● **Required task**: Copy all the entries word for word, but omit the pictures.

● **Dataset rows**:
##############################

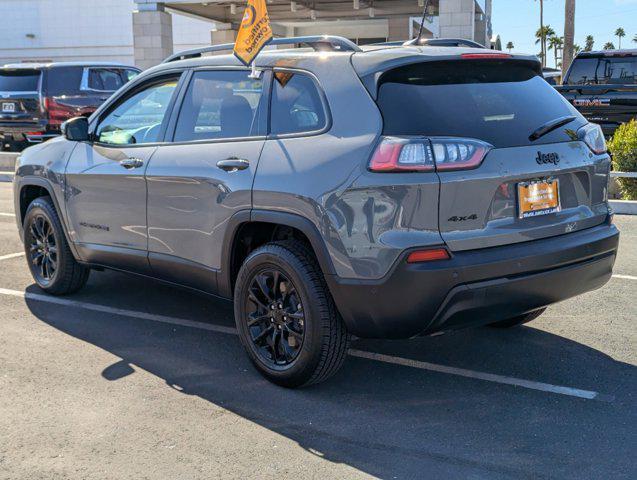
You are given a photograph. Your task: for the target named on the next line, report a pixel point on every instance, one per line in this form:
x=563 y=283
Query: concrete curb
x=624 y=207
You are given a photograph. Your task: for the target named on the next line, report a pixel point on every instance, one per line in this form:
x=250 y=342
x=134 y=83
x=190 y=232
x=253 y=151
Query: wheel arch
x=273 y=220
x=30 y=188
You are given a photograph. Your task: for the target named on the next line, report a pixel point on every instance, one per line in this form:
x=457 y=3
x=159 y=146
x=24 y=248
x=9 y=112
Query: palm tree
x=556 y=43
x=569 y=35
x=541 y=35
x=619 y=33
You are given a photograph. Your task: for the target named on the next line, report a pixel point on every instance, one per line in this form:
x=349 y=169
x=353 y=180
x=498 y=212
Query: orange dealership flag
x=254 y=33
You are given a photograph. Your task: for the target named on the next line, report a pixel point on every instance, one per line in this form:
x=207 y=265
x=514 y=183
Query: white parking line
x=11 y=255
x=625 y=277
x=489 y=377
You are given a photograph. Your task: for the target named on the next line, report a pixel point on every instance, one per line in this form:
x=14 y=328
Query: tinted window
x=221 y=105
x=19 y=80
x=296 y=104
x=129 y=75
x=138 y=118
x=603 y=70
x=496 y=102
x=105 y=79
x=63 y=81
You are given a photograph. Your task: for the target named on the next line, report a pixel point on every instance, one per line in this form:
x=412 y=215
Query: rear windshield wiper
x=550 y=126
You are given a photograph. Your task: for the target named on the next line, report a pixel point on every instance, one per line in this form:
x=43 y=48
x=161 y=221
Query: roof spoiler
x=320 y=43
x=433 y=42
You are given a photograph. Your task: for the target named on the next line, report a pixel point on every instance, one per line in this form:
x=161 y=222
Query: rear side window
x=63 y=81
x=500 y=102
x=105 y=79
x=19 y=80
x=603 y=71
x=137 y=119
x=221 y=105
x=297 y=106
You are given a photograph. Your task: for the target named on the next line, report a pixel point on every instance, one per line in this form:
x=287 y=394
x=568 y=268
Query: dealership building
x=143 y=32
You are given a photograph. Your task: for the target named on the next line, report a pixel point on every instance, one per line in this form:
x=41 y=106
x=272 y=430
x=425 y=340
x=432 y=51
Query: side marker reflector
x=420 y=256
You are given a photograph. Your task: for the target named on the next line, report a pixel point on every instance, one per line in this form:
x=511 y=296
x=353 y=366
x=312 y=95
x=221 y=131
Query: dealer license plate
x=538 y=198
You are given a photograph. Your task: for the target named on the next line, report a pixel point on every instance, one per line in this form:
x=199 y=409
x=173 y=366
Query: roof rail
x=443 y=42
x=317 y=42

##############################

● **Result of the task**:
You are given a photograph. Your task: for the target named on the next line, report a pixel point on every instance, one per line in this form:
x=563 y=283
Query: concrete curb
x=624 y=207
You are given a photograph. Your task: for the target named on the next line, report a pixel point on every instance, one per line in this form:
x=250 y=342
x=134 y=83
x=190 y=232
x=253 y=151
Query: wheel arch
x=273 y=220
x=30 y=188
You are given a photograph. Your task: for the target named on the next line, report a pixel point on every instance, one per line in this form:
x=457 y=3
x=159 y=146
x=24 y=248
x=9 y=112
Query: palm tree
x=556 y=43
x=569 y=35
x=541 y=35
x=619 y=33
You are given a photograph. Your task: for the target named on the next line, report a pixel point on every instance, one per line in this form:
x=349 y=169
x=353 y=180
x=498 y=212
Query: orange dealership flag
x=254 y=33
You are given a photograph. Your task: for the target named on the next line, report a pixel point on every instance, one per line in this form:
x=207 y=265
x=514 y=183
Query: white parking line
x=11 y=255
x=625 y=277
x=489 y=377
You are given a photograph. Your task: for the target named on the next line, report a pixel point on every instance, one per line in this form:
x=14 y=328
Query: tinted window
x=221 y=105
x=19 y=80
x=296 y=104
x=129 y=75
x=138 y=118
x=603 y=70
x=496 y=102
x=105 y=79
x=63 y=81
You are given a photograph. Your task: for the target named on the next line, report a pixel point on every instance, one per line in this form:
x=412 y=215
Query: rear windshield wiper
x=550 y=126
You are given a photograph. Your task: for the target named on the next line, report a pixel point on every instance, one per line in this form:
x=43 y=48
x=161 y=221
Query: roof spoiler
x=320 y=43
x=433 y=42
You are given a photograph. Your task: for the target named on the next line, report a pixel point on every instance, one per line in this form:
x=161 y=222
Query: rear side window
x=63 y=81
x=500 y=102
x=105 y=79
x=19 y=80
x=603 y=71
x=137 y=119
x=221 y=105
x=297 y=106
You are given a photograph. Your task: for the target named on the next line, report a pixel point on every instance, one per line in this form:
x=287 y=394
x=568 y=268
Query: dealership building
x=143 y=32
You are given a photograph. Your task: for the target named on the next line, report a pixel point on every instance, one per line in this form:
x=41 y=106
x=272 y=430
x=425 y=340
x=432 y=51
Query: side marker reflector
x=420 y=256
You are given a photograph. Your task: for the target named on the next line, report a pixel point on every instance, one per line in this form:
x=511 y=296
x=353 y=366
x=312 y=95
x=221 y=131
Query: dealer license plate
x=538 y=198
You are given a photograph. Your task: for the target named on the next line, report a pixel point on every instance, one per line in this form:
x=199 y=409
x=173 y=366
Query: roof rail
x=443 y=42
x=317 y=42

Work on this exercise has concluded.